**Supplied material:**
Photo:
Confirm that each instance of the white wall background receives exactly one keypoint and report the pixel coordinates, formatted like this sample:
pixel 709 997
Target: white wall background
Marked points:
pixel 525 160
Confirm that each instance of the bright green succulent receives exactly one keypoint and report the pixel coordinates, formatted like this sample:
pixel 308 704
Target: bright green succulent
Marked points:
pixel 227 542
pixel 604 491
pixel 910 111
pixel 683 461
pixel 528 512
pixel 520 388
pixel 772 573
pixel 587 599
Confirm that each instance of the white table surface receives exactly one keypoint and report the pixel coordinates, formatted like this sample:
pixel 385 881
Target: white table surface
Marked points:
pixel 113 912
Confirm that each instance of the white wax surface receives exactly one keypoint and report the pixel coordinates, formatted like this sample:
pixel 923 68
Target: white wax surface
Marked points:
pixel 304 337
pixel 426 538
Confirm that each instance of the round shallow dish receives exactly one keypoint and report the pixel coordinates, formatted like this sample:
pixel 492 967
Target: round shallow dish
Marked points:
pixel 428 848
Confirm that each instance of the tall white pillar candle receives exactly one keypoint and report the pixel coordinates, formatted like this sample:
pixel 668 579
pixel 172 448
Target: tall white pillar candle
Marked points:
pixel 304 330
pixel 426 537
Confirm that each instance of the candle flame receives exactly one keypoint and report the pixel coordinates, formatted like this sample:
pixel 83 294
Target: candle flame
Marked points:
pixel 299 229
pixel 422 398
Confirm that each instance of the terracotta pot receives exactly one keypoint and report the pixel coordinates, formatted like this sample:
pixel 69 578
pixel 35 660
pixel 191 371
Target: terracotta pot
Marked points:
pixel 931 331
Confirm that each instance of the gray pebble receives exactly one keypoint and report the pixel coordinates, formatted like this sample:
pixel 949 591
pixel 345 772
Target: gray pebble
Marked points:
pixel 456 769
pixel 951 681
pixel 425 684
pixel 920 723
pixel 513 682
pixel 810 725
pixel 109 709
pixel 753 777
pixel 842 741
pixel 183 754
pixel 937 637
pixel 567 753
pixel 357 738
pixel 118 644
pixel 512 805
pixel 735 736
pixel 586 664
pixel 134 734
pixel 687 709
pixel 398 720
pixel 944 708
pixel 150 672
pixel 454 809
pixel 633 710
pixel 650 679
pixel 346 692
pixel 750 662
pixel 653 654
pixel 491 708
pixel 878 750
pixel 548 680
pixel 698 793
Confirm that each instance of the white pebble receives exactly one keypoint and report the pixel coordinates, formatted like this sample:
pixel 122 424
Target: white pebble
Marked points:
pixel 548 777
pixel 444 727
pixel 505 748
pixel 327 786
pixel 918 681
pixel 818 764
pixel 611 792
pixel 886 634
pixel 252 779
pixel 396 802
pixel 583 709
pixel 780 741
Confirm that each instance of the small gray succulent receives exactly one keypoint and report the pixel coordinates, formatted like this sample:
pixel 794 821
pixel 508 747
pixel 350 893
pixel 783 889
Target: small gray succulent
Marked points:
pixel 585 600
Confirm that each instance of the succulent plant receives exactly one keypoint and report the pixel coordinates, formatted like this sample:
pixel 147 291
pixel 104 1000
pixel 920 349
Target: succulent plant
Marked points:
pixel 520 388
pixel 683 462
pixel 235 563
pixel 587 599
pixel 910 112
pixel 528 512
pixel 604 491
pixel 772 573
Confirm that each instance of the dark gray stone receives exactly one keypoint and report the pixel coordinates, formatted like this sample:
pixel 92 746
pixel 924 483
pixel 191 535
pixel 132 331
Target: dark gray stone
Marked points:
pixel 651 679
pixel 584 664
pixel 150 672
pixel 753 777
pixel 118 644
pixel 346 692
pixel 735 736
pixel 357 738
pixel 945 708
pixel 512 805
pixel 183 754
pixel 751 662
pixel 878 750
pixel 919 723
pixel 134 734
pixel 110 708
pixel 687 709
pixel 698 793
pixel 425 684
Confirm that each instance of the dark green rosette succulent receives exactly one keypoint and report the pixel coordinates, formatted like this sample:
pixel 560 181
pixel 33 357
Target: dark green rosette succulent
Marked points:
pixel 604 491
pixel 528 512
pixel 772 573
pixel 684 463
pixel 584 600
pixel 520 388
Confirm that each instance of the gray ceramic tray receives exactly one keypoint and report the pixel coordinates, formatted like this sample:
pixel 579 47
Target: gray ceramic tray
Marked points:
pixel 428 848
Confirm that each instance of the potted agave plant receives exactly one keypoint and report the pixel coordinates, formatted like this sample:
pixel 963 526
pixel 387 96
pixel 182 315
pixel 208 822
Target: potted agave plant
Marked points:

**Job:**
Copy the lines of the records above word for word, starting with the line that contains "Confirm that each instance of the terracotta" and continuing through the line that contains "pixel 931 331".

**Exercise response:**
Confirm that each instance of the terracotta pot receives exactly one keypoint and report the pixel coordinates, formatted like this sample:
pixel 69 578
pixel 35 660
pixel 191 371
Target: terracotta pot
Marked points:
pixel 931 331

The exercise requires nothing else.